- [LISTA DE TAREFAS]
(1) Segundo o texto sobre o crime de tráfico, em que artigo do DL n.º 15/93, de 22/01, estão previstos os casos excecionalmente graves?
(2) Dê continuidade ao texto sobre o crime de tráfico a partir da última frase apresentada.

- [TEXTO FORNECIDO]
---
3. O tipo matricial ou tipo-base do crime de tráfico é o do art. 21.º, n.º 1, do DL n.º 15/93, de 22/01, o qual corresponde a casos que são já de média e de grande gravidade, os casos excepcionalmente graves estão previstos no art. 24.°, do DL n.º 15/93 de 22/01, os casos de considerável diminuição da ilicitude estão previstos no art. 25.°, do DL n.º 15/93 de 22/01.

4. A descrição dos factos realizada na acusação que contra os arguidos é formulada, descreve o crime como tendo sido praticado no interior de estabelecimento prisional, o que, nos termos da al. h) do art. 24.º do DL n.º 15/93 de 22/01 poderá agravar a conduta;

5. Ponderada a qualidade (canábis) e quantidade (33,494gr) da substância estupefaciente em causa, entende-se desproporcionado punir a conduta em conformidade com o tipo legal consagrado no art. 21.º DL n.º 15/93 de 22/01;

6.  Ainda que os arguidos sejam punidos pelo art. 25.º do DL n.º 15/93 de 22/01, a circunstância de os factos terem sido praticados no interior de estabelecimento prisional pode ser levada em conta na fixação judicial da pena a aplicar aos arguidos;

7. A decisão foi proferida no momento processual a que se refere o art. 311.º do CPP, contudo, não é este o momento oportuno para realizar alteração da qualificação jurídica apresentada pelo Ministério Público na acusação que contra os arguidos foi apresentada;

8. Atenta a inserção sistemática dos arts. 339.º, n.º 4 e 358.º do CPP o mecanismo da alteração da qualificação jurídica previsto nos mesmos apenas tem aplicação após a produção da prova;

9. Ao alterar a qualificação jurídica dos factos nos termos em que o fez o Tribunal a quo, formulou um juízo acerca do conteúdo substantivo da referida acusação, não o podendo fazer nesta fase processual.
---
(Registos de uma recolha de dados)

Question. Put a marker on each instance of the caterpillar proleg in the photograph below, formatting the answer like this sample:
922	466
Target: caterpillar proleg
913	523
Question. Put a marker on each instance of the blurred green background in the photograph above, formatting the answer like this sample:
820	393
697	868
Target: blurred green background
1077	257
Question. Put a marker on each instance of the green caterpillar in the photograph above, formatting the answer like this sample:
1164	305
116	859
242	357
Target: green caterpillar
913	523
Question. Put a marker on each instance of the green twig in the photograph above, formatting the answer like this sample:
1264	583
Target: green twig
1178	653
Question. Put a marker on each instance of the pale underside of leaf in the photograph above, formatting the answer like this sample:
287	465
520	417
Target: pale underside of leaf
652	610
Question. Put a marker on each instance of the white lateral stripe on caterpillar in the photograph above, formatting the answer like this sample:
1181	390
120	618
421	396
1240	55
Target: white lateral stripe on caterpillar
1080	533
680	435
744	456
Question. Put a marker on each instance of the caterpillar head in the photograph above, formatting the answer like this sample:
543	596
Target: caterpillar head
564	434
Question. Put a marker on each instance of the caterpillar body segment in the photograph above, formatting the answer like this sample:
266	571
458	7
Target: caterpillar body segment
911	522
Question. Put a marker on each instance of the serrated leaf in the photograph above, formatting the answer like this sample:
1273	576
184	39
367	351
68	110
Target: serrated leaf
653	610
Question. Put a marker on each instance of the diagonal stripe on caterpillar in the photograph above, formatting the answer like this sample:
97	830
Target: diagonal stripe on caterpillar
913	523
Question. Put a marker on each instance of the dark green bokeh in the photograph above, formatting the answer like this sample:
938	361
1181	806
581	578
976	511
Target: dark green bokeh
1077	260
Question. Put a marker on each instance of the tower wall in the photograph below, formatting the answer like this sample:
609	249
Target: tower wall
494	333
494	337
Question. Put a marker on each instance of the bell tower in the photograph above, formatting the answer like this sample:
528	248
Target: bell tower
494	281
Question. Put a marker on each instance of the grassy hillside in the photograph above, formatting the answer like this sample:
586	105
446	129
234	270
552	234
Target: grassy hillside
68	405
---
- [RESPOSTAS]
(1) No art. 24.º do DL n.º 15/93, de 22/01.

(2)
Termos em que, e nos mais de direito, deve ser julgado procedente o recurso interposto e, consequentemente, determinada a revogação do despacho recorrido, o qual deverá ser substituído por outro que receba a acusação apresentada pelo Ministério Público, sem alteração da qualificação jurídica, e designe dia para a realização de audiência de julgamento, assim se fazendo JUSTIÇA!

4. Os arguidos não responderam ao recurso.

5. Nesta instância, o Ministério Público emitiu douto parecer que assim sintetiza:

- As aludidas agravantes, como defendem quer Rocha Morães quer Lourenço Martins in “Droga e Direito” não devem ser vistas como de funcionamento automático e, nessa medida, como impeditiva de que os factos previstos no art 24, possam integrar o crime de tráfico de estupefacientes de menor gravidade previsto no artº 25, ou outro. Vide ainda Acs do STJ in CJ 2006, Tomo I, pág. 181 e Tomo II pág. 230.

- Por outro lado, acompanhamos igualmente a posição vertida no recurso de acordo com a qual “o mecanismo da alteração da qualificação jurídica prevista no art 358º nº 3 do CPP foi previsto e tem aplicação já após a discussão da causa, após a produção da prova”.

- Face ao exposto, sem necessidade de outros considerandos, acompanhando-se a bem fundamentada motivação do Ministério Público na 1.ª instância, somos de parecer que o recurso merece provimento.

6. Colhidos os vistos, realizou-se a conferência.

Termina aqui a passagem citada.